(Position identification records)
————
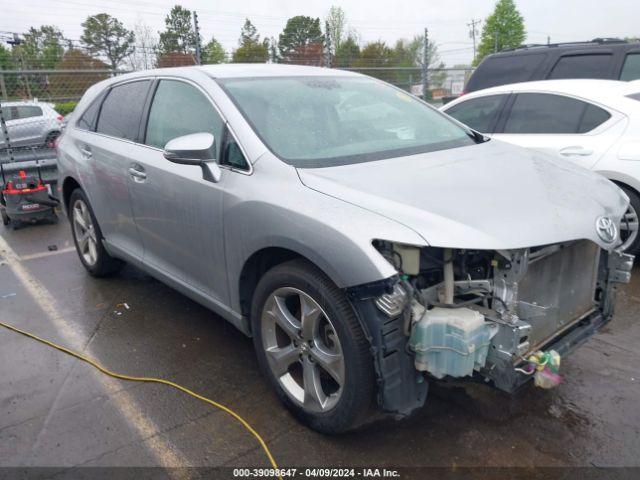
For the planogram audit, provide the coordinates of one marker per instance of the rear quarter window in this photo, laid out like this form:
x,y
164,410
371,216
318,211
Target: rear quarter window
x,y
582,66
543,113
631,68
88,119
121,111
502,70
479,113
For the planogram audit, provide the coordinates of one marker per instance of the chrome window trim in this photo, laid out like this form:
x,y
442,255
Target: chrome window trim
x,y
225,122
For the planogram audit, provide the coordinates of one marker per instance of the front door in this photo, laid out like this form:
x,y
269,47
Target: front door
x,y
178,214
107,153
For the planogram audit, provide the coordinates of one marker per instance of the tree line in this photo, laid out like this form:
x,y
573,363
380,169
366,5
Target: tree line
x,y
106,43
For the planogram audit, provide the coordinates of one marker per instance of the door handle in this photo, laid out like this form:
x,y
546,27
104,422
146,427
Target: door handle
x,y
137,174
575,151
86,151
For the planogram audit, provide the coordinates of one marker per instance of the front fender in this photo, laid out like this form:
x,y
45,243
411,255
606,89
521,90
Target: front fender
x,y
271,208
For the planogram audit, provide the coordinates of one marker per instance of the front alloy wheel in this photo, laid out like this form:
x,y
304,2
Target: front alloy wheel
x,y
312,348
302,349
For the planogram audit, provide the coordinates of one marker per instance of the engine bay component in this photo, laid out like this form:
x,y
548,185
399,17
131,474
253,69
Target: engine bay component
x,y
392,304
450,342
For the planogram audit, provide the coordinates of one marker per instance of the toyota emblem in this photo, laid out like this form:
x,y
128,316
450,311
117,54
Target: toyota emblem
x,y
606,229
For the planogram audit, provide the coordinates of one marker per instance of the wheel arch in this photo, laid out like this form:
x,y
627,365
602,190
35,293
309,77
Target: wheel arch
x,y
68,186
621,179
259,263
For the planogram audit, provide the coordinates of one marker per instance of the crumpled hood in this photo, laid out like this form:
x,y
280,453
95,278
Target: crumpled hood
x,y
487,196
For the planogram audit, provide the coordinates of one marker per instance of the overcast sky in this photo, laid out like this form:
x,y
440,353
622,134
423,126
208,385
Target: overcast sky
x,y
562,20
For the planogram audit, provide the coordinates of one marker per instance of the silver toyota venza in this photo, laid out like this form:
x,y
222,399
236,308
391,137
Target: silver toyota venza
x,y
369,244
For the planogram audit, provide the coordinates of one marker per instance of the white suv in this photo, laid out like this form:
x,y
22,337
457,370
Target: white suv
x,y
593,123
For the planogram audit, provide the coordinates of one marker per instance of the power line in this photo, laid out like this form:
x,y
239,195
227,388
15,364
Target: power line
x,y
473,32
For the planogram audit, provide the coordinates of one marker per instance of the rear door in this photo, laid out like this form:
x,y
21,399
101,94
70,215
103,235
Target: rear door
x,y
565,127
179,215
107,147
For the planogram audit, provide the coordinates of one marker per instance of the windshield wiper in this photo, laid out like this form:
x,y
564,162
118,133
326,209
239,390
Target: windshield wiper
x,y
477,136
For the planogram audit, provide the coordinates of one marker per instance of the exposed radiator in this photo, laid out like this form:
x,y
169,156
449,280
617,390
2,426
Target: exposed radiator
x,y
558,289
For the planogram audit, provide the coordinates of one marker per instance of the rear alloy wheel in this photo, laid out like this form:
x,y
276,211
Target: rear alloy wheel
x,y
87,237
311,347
629,224
85,233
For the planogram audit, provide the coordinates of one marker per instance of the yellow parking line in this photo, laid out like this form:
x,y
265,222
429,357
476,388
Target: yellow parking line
x,y
164,453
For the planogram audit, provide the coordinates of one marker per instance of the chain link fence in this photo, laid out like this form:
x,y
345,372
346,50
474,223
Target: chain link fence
x,y
35,104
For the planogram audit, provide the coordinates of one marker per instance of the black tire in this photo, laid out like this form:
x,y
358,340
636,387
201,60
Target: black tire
x,y
105,264
355,401
634,198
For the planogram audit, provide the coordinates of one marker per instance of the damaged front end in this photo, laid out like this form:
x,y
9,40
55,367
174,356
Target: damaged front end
x,y
454,313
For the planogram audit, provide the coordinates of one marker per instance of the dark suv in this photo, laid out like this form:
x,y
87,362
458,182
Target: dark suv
x,y
603,58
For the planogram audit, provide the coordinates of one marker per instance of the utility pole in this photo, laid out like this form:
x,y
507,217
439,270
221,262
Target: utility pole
x,y
197,31
425,65
14,43
327,36
473,32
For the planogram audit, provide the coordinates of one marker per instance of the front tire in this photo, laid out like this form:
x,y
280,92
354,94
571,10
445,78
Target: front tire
x,y
311,347
87,237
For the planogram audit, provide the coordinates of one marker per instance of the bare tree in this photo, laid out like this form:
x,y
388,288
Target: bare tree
x,y
144,53
337,26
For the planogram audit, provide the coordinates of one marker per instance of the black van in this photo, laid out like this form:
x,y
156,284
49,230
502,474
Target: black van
x,y
606,58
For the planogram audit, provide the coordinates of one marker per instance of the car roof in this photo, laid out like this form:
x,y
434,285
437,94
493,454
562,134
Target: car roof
x,y
567,47
22,103
608,92
240,70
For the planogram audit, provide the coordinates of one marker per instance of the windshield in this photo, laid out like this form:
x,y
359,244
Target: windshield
x,y
327,121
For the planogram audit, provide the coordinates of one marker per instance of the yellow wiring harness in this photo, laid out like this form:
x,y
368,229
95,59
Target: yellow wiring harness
x,y
161,381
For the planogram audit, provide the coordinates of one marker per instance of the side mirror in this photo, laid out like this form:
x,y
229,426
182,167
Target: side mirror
x,y
197,149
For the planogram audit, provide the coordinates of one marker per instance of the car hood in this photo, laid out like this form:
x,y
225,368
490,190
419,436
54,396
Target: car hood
x,y
487,196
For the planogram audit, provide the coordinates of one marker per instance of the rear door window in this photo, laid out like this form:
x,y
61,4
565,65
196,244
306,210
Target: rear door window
x,y
122,110
502,70
179,109
552,114
631,67
582,66
481,113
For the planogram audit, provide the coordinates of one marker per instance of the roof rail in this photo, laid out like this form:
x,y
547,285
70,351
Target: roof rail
————
What is asked: Rewrite the lines from the one with "the car hood" up to and including the last line of the records, requests included, shifting every coordinate in the answers by adding 58 to each number.

Output of the task:
For the planogram audit, provide the coordinates of one marker per instance of the car hood in this photo, laid out like this form:
x,y
225,368
490,190
419,436
54,396
Target: car hood
x,y
545,254
For the planogram audit, provide the coordinates of one marker per instance of the rear door window in this photo, laid out like this form:
x,y
61,4
565,65
196,244
306,210
Target: rear door window
x,y
180,168
560,128
237,167
610,172
689,125
640,124
539,171
For the planogram audit, provide the coordinates of one marker per instance of the roof rail in this photo, laid out like this form:
x,y
547,285
70,351
Target: roof rail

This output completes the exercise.